===== Data records

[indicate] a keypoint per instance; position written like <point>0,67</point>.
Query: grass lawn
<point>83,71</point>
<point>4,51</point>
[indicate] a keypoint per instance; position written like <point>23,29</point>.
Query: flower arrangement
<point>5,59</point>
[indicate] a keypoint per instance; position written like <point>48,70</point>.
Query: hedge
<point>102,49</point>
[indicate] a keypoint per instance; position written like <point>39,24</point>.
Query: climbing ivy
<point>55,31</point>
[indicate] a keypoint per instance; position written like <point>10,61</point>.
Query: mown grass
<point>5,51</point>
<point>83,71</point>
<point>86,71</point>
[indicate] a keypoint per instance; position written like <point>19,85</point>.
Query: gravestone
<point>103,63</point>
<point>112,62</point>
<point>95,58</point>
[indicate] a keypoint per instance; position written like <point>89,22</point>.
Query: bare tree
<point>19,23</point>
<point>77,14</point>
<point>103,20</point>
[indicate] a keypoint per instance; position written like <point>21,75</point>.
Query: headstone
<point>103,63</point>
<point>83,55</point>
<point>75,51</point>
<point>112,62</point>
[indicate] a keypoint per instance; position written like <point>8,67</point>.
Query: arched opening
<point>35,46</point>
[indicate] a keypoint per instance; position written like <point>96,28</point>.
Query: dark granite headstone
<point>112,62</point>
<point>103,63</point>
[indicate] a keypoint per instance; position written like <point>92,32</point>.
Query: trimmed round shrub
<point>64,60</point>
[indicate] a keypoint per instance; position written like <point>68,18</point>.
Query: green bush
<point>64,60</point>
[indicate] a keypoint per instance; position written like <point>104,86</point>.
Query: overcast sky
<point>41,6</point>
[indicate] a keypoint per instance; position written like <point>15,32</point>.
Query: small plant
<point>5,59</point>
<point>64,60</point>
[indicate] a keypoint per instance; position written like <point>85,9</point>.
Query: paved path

==========

= Exercise =
Rewrite the rows from the very start of the records up to and including the line with "<point>102,49</point>", keeping the requests. Scale each point coordinate in the answers by 1.8, round it to a whole number with halves going up, and leave the numbers in the requests and their format samples as they are.

= Response below =
[indicate] a keypoint per instance; position written like <point>0,67</point>.
Query: grass lawn
<point>149,128</point>
<point>7,92</point>
[indicate] a keypoint per instance; position written like <point>23,29</point>.
Query: flower arrangement
<point>9,106</point>
[indicate] a keypoint per instance; position written like <point>48,70</point>.
Query: hedge
<point>184,88</point>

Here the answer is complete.